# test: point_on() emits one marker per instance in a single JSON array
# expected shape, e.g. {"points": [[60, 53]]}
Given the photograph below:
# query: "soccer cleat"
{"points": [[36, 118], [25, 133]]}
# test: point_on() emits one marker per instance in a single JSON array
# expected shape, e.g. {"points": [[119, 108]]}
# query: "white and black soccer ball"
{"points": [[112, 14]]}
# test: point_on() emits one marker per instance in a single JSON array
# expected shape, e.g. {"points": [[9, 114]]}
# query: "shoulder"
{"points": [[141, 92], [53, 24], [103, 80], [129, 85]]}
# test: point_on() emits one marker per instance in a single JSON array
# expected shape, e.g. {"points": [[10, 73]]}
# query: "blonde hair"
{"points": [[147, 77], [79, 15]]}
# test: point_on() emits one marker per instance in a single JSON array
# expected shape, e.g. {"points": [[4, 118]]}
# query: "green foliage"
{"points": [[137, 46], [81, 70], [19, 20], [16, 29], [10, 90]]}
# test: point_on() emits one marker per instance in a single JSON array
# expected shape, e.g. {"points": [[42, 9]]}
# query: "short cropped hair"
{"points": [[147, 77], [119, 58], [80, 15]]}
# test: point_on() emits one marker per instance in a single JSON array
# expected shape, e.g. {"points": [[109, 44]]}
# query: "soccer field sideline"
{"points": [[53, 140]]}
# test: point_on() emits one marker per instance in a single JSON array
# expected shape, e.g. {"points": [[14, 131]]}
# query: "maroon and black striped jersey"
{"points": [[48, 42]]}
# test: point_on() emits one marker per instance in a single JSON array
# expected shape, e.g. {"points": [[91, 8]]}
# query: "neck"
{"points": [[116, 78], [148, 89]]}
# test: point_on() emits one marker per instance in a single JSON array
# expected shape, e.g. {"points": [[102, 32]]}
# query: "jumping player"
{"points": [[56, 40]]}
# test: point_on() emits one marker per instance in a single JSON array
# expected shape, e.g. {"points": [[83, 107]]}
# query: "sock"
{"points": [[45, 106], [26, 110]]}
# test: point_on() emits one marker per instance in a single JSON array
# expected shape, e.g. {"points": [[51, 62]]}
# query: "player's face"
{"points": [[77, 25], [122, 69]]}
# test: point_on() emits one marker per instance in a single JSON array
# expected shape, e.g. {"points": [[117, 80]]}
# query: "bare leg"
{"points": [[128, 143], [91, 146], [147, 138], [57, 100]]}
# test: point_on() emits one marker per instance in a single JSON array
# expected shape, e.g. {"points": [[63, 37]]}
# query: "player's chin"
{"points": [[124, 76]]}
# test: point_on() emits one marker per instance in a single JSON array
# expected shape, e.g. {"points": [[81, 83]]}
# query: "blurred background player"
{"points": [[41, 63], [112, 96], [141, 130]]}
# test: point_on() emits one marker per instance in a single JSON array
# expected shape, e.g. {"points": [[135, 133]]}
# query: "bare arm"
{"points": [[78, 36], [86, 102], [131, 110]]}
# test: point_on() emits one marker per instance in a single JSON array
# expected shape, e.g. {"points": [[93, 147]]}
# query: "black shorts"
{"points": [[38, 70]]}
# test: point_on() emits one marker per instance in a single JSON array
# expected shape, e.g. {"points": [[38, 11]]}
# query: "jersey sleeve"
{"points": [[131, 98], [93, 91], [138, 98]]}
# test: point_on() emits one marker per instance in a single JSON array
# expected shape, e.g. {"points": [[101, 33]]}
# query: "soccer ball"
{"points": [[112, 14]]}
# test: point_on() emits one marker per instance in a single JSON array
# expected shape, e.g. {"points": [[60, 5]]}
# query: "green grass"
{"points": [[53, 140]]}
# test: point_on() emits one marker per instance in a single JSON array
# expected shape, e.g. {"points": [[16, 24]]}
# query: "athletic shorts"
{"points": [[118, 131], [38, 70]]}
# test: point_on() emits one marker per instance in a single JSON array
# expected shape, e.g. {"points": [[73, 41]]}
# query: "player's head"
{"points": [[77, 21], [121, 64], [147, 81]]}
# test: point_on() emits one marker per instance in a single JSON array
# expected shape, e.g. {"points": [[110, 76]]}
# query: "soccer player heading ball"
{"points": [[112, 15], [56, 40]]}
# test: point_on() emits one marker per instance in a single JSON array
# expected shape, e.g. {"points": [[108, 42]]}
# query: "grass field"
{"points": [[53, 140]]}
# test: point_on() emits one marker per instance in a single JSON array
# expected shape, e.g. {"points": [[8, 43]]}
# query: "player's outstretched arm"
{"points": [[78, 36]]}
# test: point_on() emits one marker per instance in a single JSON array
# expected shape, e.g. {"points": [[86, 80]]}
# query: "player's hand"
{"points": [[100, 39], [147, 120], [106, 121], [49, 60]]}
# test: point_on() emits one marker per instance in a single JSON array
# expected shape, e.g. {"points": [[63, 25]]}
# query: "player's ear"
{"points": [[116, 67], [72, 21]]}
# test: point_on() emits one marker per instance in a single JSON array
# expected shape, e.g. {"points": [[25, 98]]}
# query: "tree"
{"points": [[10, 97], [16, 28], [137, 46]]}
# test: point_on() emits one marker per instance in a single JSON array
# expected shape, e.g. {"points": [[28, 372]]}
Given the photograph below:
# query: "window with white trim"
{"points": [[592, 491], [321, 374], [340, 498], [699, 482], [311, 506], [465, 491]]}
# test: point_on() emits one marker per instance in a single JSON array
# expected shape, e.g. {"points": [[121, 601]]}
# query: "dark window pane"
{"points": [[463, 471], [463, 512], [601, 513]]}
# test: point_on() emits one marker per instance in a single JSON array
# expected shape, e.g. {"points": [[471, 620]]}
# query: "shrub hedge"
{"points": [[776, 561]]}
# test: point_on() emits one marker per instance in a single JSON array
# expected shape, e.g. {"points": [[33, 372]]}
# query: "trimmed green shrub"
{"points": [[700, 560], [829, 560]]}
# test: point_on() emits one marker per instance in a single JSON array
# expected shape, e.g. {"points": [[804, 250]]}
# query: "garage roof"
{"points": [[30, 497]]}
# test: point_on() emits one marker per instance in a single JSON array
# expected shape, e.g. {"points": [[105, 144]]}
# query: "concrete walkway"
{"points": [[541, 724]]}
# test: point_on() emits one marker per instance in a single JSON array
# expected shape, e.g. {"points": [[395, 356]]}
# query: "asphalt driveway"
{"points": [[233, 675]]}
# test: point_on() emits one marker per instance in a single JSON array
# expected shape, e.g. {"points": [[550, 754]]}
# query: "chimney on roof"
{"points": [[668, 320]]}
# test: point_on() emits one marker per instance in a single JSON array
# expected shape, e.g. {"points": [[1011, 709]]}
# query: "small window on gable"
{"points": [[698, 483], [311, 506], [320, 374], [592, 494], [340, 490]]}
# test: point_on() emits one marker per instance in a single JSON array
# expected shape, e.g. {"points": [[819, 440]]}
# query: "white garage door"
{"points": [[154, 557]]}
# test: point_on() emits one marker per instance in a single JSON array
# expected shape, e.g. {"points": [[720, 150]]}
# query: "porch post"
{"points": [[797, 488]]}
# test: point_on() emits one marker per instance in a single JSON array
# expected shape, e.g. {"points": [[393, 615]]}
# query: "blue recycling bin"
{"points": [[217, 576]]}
##########
* _The task_: Transcribe the data exactly.

* _Your response_:
# test: point_on() emits one marker per instance in a single JSON array
# expected shape, e.g. {"points": [[60, 53]]}
Given the photograph below:
# query: "soccer cleat"
{"points": [[36, 118], [25, 133]]}
# test: point_on() emits one marker per instance in a single JSON array
# expected shape, e.g. {"points": [[119, 108]]}
# query: "white and black soccer ball"
{"points": [[112, 14]]}
# test: point_on() emits one marker per instance in a single JSON array
# expected shape, e.g. {"points": [[9, 114]]}
# query: "shoulder"
{"points": [[141, 92], [53, 24], [103, 80], [129, 85]]}
# test: point_on() emits one marker per instance in a single JSON array
# expected shape, e.g. {"points": [[10, 73]]}
# query: "blonde hair"
{"points": [[147, 77], [79, 15]]}
# test: point_on() emits one marker per instance in a single JSON array
# expected shape, e.g. {"points": [[4, 118]]}
# query: "green foliage"
{"points": [[137, 46], [81, 70], [19, 20], [16, 29], [10, 90]]}
# test: point_on() emits one marker per instance in a single JSON array
# expected shape, e.g. {"points": [[42, 9]]}
# query: "short cropped hair"
{"points": [[147, 77], [119, 58], [80, 15]]}
# test: point_on() emits one marker per instance in a single JSON array
# expected shape, e.g. {"points": [[109, 44]]}
# query: "soccer field sideline"
{"points": [[53, 140]]}
# test: point_on() emits one marker per instance in a single JSON array
# expected shape, e.g. {"points": [[14, 131]]}
# query: "maroon and black striped jersey"
{"points": [[48, 42]]}
# test: point_on() emits one marker per instance in a single JSON array
# expected shape, e.g. {"points": [[91, 8]]}
# query: "neck"
{"points": [[116, 78], [148, 89]]}
# test: point_on() emits one marker per instance in a single JSON array
# expected shape, e.g. {"points": [[102, 32]]}
# query: "jumping player"
{"points": [[56, 40]]}
# test: point_on() emits one marker per instance in a single JSON array
# expected shape, e.g. {"points": [[83, 107]]}
# query: "sock"
{"points": [[45, 106], [26, 110]]}
# test: point_on() emits one marker per instance in a single JSON array
# expected shape, e.g. {"points": [[51, 62]]}
# query: "player's face"
{"points": [[77, 25], [122, 69]]}
# test: point_on() emits one marker per instance in a single JSON array
# expected shape, e.g. {"points": [[117, 80]]}
# query: "bare leg"
{"points": [[128, 143], [91, 146], [147, 138], [57, 100]]}
# test: point_on() emits one marker per instance in a single JSON array
# expected shape, e.g. {"points": [[63, 37]]}
# query: "player's chin"
{"points": [[124, 76]]}
# test: point_on() emits one marker per instance in a single JSON array
# expected shape, e.g. {"points": [[81, 83]]}
# query: "blurred background player"
{"points": [[41, 63], [112, 96], [141, 130]]}
# test: point_on() emits one marker per instance in a single JSON array
# expected shape, e.g. {"points": [[135, 133]]}
# query: "bare arm"
{"points": [[78, 36], [86, 102], [131, 110]]}
# test: point_on() emits one marker per instance in a single JSON array
# expected shape, e.g. {"points": [[93, 147]]}
# query: "black shorts"
{"points": [[38, 70]]}
# test: point_on() emits one marker per instance in a single JSON array
# expected shape, e.g. {"points": [[38, 11]]}
# query: "jersey sleeve"
{"points": [[131, 98], [93, 91], [138, 98]]}
# test: point_on() emits one marker per instance in a single JSON array
# expected shape, e.g. {"points": [[101, 33]]}
# query: "soccer ball"
{"points": [[112, 14]]}
# test: point_on() emits one marker per instance in a single JSON array
# expected shape, e.g. {"points": [[60, 5]]}
# query: "green grass"
{"points": [[53, 140]]}
# test: point_on() emits one marker per instance in a single JSON array
# expected shape, e.g. {"points": [[16, 24]]}
# query: "athletic shorts"
{"points": [[118, 131], [38, 70]]}
# test: point_on() emits one marker per instance in a single JSON array
# expected shape, e.g. {"points": [[73, 41]]}
# query: "player's head"
{"points": [[77, 21], [121, 64], [147, 81]]}
# test: point_on() emits one marker per instance in a single JSON array
# expected shape, e.g. {"points": [[110, 76]]}
# query: "soccer player heading ball"
{"points": [[112, 15], [56, 40]]}
# test: point_on() emits one marker per instance in a single JSON array
# expected shape, e.g. {"points": [[108, 42]]}
# query: "grass field"
{"points": [[53, 140]]}
# test: point_on() emits one marker per instance in a single JSON array
# expected shape, e.g. {"points": [[8, 43]]}
# query: "player's outstretched arm"
{"points": [[78, 36]]}
# test: point_on() emits one marker per instance in a single JSON array
# expected shape, e.g. {"points": [[86, 80]]}
# query: "player's hand"
{"points": [[100, 39], [147, 120], [106, 121], [49, 60]]}
# test: point_on() emits one marker per instance in a single JSON array
# expected shape, e.g. {"points": [[63, 25]]}
# query: "player's ear"
{"points": [[116, 67], [72, 21]]}
# test: point_on() emits one marker per instance in a single JSON array
# expected shape, e.g. {"points": [[25, 98]]}
# query: "tree"
{"points": [[10, 97], [16, 28], [137, 46]]}
# test: point_on() emits one marker per instance in a single JSON array
# expected shape, e.g. {"points": [[28, 372]]}
Given the photograph below:
# query: "window with white trim"
{"points": [[592, 491], [321, 374], [340, 498], [699, 482], [311, 506], [465, 491]]}
# test: point_on() emits one marker per instance in a single JSON array
# expected shape, e.g. {"points": [[121, 601]]}
# query: "dark window pane"
{"points": [[463, 471], [463, 512], [601, 513]]}
# test: point_on() emits one marker per instance in a single JSON array
# expected shape, e.g. {"points": [[471, 620]]}
# query: "shrub hedge"
{"points": [[776, 561]]}
# test: point_on() emits one marker per instance in a single JSON array
# expected shape, e.g. {"points": [[33, 372]]}
# query: "trimmed green shrub"
{"points": [[700, 560], [829, 560]]}
# test: point_on() emits one marker per instance in a single JSON array
# expected shape, e.g. {"points": [[804, 250]]}
# query: "garage roof"
{"points": [[30, 497]]}
# test: point_on() emits one marker per instance in a single JSON array
# expected shape, e.g. {"points": [[105, 144]]}
# query: "concrete walkway"
{"points": [[541, 724]]}
# test: point_on() emits one marker per instance in a single JSON array
# expected shape, e.g. {"points": [[395, 356]]}
# query: "asphalt driveway"
{"points": [[233, 675]]}
# test: point_on() emits one marker per instance in a single JSON array
# expected shape, e.g. {"points": [[550, 754]]}
# query: "chimney on roof"
{"points": [[668, 320]]}
# test: point_on() emits one marker per instance in a single JSON array
# expected shape, e.g. {"points": [[1011, 709]]}
# query: "small window on gable"
{"points": [[698, 483], [311, 506], [320, 374], [592, 494], [340, 490]]}
# test: point_on() emits one marker per instance in a single JSON array
# expected shape, e.g. {"points": [[819, 440]]}
# query: "white garage door"
{"points": [[154, 557]]}
# test: point_on() emits one marker per instance in a single JSON array
# expected shape, e.g. {"points": [[720, 150]]}
# query: "porch post"
{"points": [[797, 488]]}
# test: point_on() emits one marker per instance in a single JSON array
# expected shape, e.g. {"points": [[393, 615]]}
# query: "blue recycling bin"
{"points": [[217, 576]]}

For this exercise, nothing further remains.